=== Request 1 ===
In the Hunger Games blog post, what does the writer say was the objection raised against Harry Potter?
=== Request 2 ===
Extend the Hunger Games blog post, beginning right after its last sentence.

=== Source passage ===

Wednesday, March 28, 2012

When a Book Changes Your Life - The Hunger Games

If you get emotionally involved in a story, then it's a good book.

If you can read it a second or third time, and still be just as invested, if not more, then it is a great book.

If your life is irrevocably altered for the better because of what you read, then it is literature of the highest quality. 

Last summer I finished reading The Hunger Games for the second time, and it literally changed everything. 

The movie premiered this past week, so I thought it was a good time to revisit my old blog post. I especially feel that the timing is right, because of some of the anti-Hunger Games sentiment that is going around. 

Every major book is going to have its revilers. For Harry Potter, it was the witchcraft thing. For the Hunger Games it happens to be the brutal combat-to-the-death of 24 teenagers. 

For obvious reasons, I understand where they're coming from. You want me to read a book about young kids being forced to fight each other in a gladiator-esque arena? No thank you. 

I know a lot of people who don't want to read the series because of this. I've even heard people calling it "spiritually damaging." But it's actually the exact opposite. 

I'd go so far as to say that:

The Hunger Games is inspiring and spiritually enlightening.  

Yes, violent things happen. Yes, adorable 12 year old girls get brutally murdered. Yes, people watch it like a sick reality tv show. 

The plot is disturbing. But it's not what the book is about. It's about kids who have to be strong to survive in a hard world. It's about people standing up for their rights. It's about a girl who would offer herself up for certain death, just to protect her little sister. 

Those bad things happen in the plot because they have to be overcome. 

All of those things are inspiring enough to spawn half a dozen blog posts. But there's more. Something that I think we often forget, but I hope I never will. Not after last June.

Object detection data
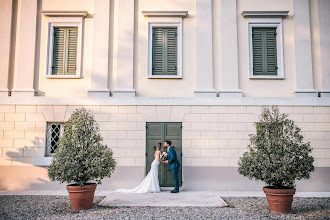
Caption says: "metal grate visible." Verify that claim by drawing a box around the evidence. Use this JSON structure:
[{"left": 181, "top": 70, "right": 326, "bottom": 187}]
[{"left": 46, "top": 122, "right": 64, "bottom": 156}]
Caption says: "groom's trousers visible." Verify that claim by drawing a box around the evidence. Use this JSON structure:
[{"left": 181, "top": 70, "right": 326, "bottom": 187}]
[{"left": 172, "top": 167, "right": 180, "bottom": 191}]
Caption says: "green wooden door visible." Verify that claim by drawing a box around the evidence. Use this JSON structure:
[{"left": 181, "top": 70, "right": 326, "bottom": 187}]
[{"left": 146, "top": 122, "right": 182, "bottom": 187}]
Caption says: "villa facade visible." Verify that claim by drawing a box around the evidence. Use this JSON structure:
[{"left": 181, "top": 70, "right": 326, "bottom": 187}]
[{"left": 0, "top": 0, "right": 330, "bottom": 191}]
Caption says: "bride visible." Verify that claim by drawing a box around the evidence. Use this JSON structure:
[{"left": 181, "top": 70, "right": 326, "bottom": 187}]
[{"left": 115, "top": 143, "right": 164, "bottom": 193}]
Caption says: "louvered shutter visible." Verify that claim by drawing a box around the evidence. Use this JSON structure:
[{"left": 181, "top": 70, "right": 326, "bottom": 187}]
[
  {"left": 165, "top": 28, "right": 177, "bottom": 75},
  {"left": 52, "top": 27, "right": 78, "bottom": 75},
  {"left": 152, "top": 28, "right": 177, "bottom": 75},
  {"left": 152, "top": 28, "right": 165, "bottom": 75},
  {"left": 52, "top": 28, "right": 65, "bottom": 75},
  {"left": 66, "top": 28, "right": 78, "bottom": 75},
  {"left": 252, "top": 28, "right": 277, "bottom": 75}
]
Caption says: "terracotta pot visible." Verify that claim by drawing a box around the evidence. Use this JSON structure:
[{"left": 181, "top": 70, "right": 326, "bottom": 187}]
[
  {"left": 66, "top": 183, "right": 97, "bottom": 210},
  {"left": 263, "top": 186, "right": 296, "bottom": 214}
]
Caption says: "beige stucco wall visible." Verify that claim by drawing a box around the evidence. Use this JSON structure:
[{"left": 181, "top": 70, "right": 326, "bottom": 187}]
[
  {"left": 0, "top": 105, "right": 330, "bottom": 189},
  {"left": 0, "top": 0, "right": 326, "bottom": 97},
  {"left": 0, "top": 105, "right": 330, "bottom": 167}
]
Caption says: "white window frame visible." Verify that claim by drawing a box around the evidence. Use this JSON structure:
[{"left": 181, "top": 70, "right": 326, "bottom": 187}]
[
  {"left": 147, "top": 17, "right": 182, "bottom": 79},
  {"left": 248, "top": 18, "right": 284, "bottom": 79},
  {"left": 42, "top": 11, "right": 88, "bottom": 79}
]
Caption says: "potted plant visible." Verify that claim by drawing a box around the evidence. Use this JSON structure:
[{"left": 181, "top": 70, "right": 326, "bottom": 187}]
[
  {"left": 48, "top": 108, "right": 116, "bottom": 210},
  {"left": 238, "top": 106, "right": 314, "bottom": 213}
]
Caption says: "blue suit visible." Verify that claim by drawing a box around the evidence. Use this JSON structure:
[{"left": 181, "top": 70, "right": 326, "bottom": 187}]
[{"left": 167, "top": 146, "right": 180, "bottom": 191}]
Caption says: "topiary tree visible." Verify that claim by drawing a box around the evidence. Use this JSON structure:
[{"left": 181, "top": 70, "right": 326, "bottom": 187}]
[
  {"left": 238, "top": 106, "right": 314, "bottom": 188},
  {"left": 48, "top": 108, "right": 116, "bottom": 186}
]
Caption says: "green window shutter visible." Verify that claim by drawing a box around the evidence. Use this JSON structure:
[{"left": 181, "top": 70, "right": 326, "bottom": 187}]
[
  {"left": 152, "top": 28, "right": 165, "bottom": 75},
  {"left": 66, "top": 28, "right": 78, "bottom": 75},
  {"left": 52, "top": 27, "right": 78, "bottom": 75},
  {"left": 165, "top": 28, "right": 177, "bottom": 75},
  {"left": 152, "top": 28, "right": 177, "bottom": 75},
  {"left": 52, "top": 28, "right": 65, "bottom": 75},
  {"left": 252, "top": 28, "right": 277, "bottom": 75}
]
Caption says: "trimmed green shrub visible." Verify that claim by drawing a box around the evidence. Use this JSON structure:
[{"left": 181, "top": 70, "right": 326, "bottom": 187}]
[
  {"left": 48, "top": 108, "right": 116, "bottom": 186},
  {"left": 238, "top": 106, "right": 314, "bottom": 188}
]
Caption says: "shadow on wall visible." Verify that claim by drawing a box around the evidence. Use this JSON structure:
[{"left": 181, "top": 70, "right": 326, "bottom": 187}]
[{"left": 0, "top": 137, "right": 50, "bottom": 190}]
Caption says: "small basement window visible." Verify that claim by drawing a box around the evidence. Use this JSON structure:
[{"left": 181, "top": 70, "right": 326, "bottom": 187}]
[{"left": 46, "top": 122, "right": 64, "bottom": 157}]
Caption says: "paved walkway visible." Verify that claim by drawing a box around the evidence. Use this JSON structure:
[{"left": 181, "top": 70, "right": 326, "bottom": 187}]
[
  {"left": 0, "top": 190, "right": 330, "bottom": 198},
  {"left": 98, "top": 191, "right": 228, "bottom": 207}
]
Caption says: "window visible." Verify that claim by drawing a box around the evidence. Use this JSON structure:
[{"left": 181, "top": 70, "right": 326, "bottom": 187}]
[
  {"left": 142, "top": 11, "right": 188, "bottom": 79},
  {"left": 252, "top": 27, "right": 278, "bottom": 75},
  {"left": 152, "top": 28, "right": 177, "bottom": 75},
  {"left": 52, "top": 27, "right": 78, "bottom": 75},
  {"left": 46, "top": 122, "right": 64, "bottom": 157},
  {"left": 241, "top": 11, "right": 289, "bottom": 79},
  {"left": 41, "top": 10, "right": 88, "bottom": 78}
]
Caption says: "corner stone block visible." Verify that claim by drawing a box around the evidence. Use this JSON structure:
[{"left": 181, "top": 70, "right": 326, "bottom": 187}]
[
  {"left": 0, "top": 157, "right": 11, "bottom": 166},
  {"left": 24, "top": 148, "right": 45, "bottom": 157},
  {"left": 14, "top": 139, "right": 34, "bottom": 148},
  {"left": 25, "top": 131, "right": 46, "bottom": 139},
  {"left": 112, "top": 148, "right": 127, "bottom": 158},
  {"left": 37, "top": 106, "right": 55, "bottom": 122},
  {"left": 156, "top": 106, "right": 171, "bottom": 121},
  {"left": 0, "top": 122, "right": 17, "bottom": 131},
  {"left": 210, "top": 140, "right": 229, "bottom": 148},
  {"left": 191, "top": 106, "right": 210, "bottom": 113},
  {"left": 119, "top": 106, "right": 136, "bottom": 113},
  {"left": 83, "top": 105, "right": 101, "bottom": 114},
  {"left": 116, "top": 158, "right": 135, "bottom": 166},
  {"left": 4, "top": 131, "right": 24, "bottom": 139},
  {"left": 170, "top": 106, "right": 191, "bottom": 122},
  {"left": 53, "top": 106, "right": 70, "bottom": 122},
  {"left": 2, "top": 148, "right": 24, "bottom": 158},
  {"left": 5, "top": 113, "right": 25, "bottom": 121},
  {"left": 314, "top": 107, "right": 330, "bottom": 114},
  {"left": 201, "top": 149, "right": 220, "bottom": 158},
  {"left": 228, "top": 106, "right": 246, "bottom": 113},
  {"left": 136, "top": 106, "right": 157, "bottom": 122},
  {"left": 220, "top": 149, "right": 238, "bottom": 158},
  {"left": 191, "top": 140, "right": 210, "bottom": 149},
  {"left": 12, "top": 157, "right": 34, "bottom": 166},
  {"left": 15, "top": 122, "right": 36, "bottom": 131},
  {"left": 292, "top": 107, "right": 314, "bottom": 114},
  {"left": 36, "top": 120, "right": 47, "bottom": 132},
  {"left": 26, "top": 113, "right": 45, "bottom": 121},
  {"left": 210, "top": 106, "right": 229, "bottom": 114},
  {"left": 0, "top": 105, "right": 16, "bottom": 113},
  {"left": 316, "top": 159, "right": 330, "bottom": 167},
  {"left": 0, "top": 139, "right": 14, "bottom": 148},
  {"left": 101, "top": 105, "right": 119, "bottom": 113}
]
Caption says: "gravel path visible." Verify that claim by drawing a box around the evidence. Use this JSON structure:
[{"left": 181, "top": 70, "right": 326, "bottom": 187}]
[{"left": 0, "top": 195, "right": 330, "bottom": 220}]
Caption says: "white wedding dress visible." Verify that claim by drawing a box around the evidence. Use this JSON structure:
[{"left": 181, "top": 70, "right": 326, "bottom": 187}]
[{"left": 115, "top": 157, "right": 160, "bottom": 193}]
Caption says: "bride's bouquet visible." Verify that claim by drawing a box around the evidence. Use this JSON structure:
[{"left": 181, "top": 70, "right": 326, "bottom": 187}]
[{"left": 161, "top": 152, "right": 167, "bottom": 161}]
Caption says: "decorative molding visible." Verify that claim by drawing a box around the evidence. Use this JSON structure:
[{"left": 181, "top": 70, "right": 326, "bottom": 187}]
[
  {"left": 40, "top": 10, "right": 88, "bottom": 17},
  {"left": 0, "top": 96, "right": 330, "bottom": 107},
  {"left": 142, "top": 11, "right": 188, "bottom": 18},
  {"left": 33, "top": 157, "right": 53, "bottom": 167},
  {"left": 241, "top": 11, "right": 289, "bottom": 18}
]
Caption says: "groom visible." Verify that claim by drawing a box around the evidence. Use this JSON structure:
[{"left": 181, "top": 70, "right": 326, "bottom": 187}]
[{"left": 164, "top": 140, "right": 180, "bottom": 193}]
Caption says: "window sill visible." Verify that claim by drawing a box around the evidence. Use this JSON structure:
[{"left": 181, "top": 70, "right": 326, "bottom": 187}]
[
  {"left": 148, "top": 75, "right": 182, "bottom": 79},
  {"left": 33, "top": 157, "right": 53, "bottom": 167},
  {"left": 249, "top": 76, "right": 284, "bottom": 79},
  {"left": 46, "top": 75, "right": 80, "bottom": 79}
]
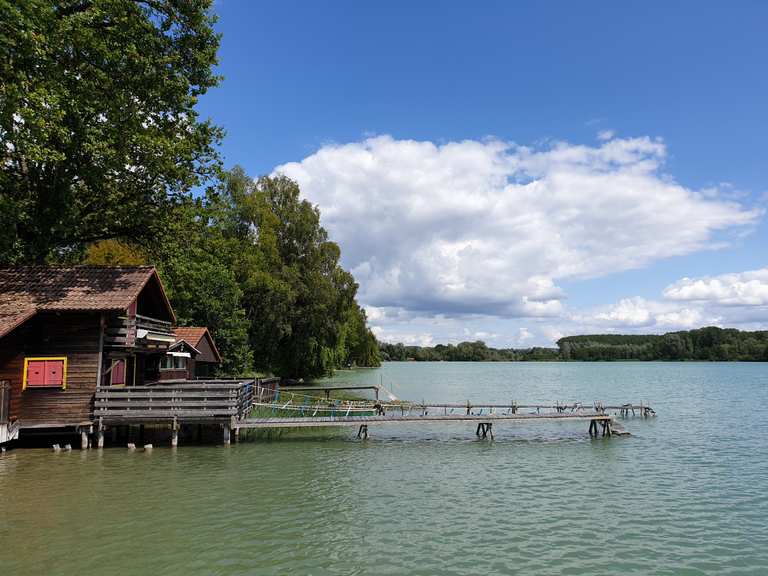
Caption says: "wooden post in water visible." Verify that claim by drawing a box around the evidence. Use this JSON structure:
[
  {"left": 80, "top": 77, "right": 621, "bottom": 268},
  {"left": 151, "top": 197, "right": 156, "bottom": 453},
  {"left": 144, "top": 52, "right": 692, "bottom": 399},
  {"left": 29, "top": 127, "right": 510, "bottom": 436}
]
[
  {"left": 96, "top": 418, "right": 104, "bottom": 450},
  {"left": 171, "top": 418, "right": 179, "bottom": 448}
]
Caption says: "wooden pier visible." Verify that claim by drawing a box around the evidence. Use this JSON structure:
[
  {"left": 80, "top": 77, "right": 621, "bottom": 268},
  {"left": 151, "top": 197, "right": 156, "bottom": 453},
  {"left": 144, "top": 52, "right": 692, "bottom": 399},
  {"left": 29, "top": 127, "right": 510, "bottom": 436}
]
[{"left": 83, "top": 379, "right": 655, "bottom": 447}]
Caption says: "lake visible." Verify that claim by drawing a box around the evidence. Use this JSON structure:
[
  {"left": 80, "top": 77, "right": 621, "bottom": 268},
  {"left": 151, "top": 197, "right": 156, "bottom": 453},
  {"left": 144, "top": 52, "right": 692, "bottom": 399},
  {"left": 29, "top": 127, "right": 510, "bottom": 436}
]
[{"left": 0, "top": 363, "right": 768, "bottom": 576}]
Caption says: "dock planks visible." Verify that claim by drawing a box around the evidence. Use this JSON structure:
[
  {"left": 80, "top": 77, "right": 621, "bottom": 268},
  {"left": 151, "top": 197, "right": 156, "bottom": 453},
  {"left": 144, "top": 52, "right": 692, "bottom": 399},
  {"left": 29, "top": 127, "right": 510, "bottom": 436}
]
[{"left": 234, "top": 412, "right": 613, "bottom": 429}]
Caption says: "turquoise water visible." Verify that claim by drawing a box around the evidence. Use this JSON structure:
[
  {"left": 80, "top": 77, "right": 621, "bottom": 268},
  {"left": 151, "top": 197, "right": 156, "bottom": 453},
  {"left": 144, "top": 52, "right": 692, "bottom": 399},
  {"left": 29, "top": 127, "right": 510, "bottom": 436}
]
[{"left": 0, "top": 363, "right": 768, "bottom": 575}]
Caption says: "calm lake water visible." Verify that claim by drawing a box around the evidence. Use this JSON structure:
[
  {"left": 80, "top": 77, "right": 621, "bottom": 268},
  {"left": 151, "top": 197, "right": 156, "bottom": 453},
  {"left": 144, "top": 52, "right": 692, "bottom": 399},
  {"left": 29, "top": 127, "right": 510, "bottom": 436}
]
[{"left": 0, "top": 363, "right": 768, "bottom": 576}]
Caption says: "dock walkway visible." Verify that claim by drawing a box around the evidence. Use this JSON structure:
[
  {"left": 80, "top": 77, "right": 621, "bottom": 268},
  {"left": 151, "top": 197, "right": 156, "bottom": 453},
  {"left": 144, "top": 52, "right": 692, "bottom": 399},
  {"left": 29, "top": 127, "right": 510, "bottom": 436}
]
[{"left": 94, "top": 379, "right": 655, "bottom": 446}]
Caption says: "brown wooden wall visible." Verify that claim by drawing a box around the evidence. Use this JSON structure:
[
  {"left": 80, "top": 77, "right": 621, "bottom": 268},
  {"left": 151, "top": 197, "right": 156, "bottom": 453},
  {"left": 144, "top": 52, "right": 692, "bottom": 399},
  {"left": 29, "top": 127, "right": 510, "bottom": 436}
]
[{"left": 0, "top": 312, "right": 101, "bottom": 427}]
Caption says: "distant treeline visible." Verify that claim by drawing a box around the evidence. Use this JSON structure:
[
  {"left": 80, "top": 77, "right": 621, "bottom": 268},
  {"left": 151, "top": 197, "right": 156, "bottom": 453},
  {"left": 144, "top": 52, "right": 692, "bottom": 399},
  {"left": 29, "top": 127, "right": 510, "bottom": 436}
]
[
  {"left": 379, "top": 327, "right": 768, "bottom": 362},
  {"left": 379, "top": 341, "right": 560, "bottom": 362},
  {"left": 557, "top": 326, "right": 768, "bottom": 362}
]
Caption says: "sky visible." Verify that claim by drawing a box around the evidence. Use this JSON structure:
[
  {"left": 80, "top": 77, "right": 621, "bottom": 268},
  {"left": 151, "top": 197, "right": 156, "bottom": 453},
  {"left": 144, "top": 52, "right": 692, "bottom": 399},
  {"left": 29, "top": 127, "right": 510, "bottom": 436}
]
[{"left": 199, "top": 0, "right": 768, "bottom": 347}]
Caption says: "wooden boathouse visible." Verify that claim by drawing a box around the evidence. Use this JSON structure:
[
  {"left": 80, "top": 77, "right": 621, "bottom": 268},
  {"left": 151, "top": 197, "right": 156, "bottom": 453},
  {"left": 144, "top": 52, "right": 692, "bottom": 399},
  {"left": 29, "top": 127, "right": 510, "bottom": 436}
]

=== Expected output 1 ===
The witchcraft thing.

=== Expected output 2 ===
As I said, I was re-reading The Hunger Games. The book was awesome enough the first time. That second time though, I really got into it. I already knew the characters and what was going to happen, but I still spent the whole time covering my face and wishing that it would change. Sadly, it didn't. Things still happened, and I still cried.

About ten minutes later, in my after-book stupor, I didn't really know what to do with myself. As usual, I replayed the book over and over in my head, but I'm a multi-tasker by nature. I needed something unobtrusive to do while I analyzed everything. 

I hadn't had dinner, so even though I wasn't particularly hungry, I got in the car and started driving. I didn't feel like having anything I passed, and I ended up at Walmart.

As I drove, I began to be impressed by the sheer absurdity of traffic. How people get so mad at other people, or get so obsessed about their precious cars. I'd thought about that kind of stuff before, so it wasn't new, but it was on my mind more than usual.

Then I walked in through the door of Walmart, and I was suddenly hit with a wave of disgust.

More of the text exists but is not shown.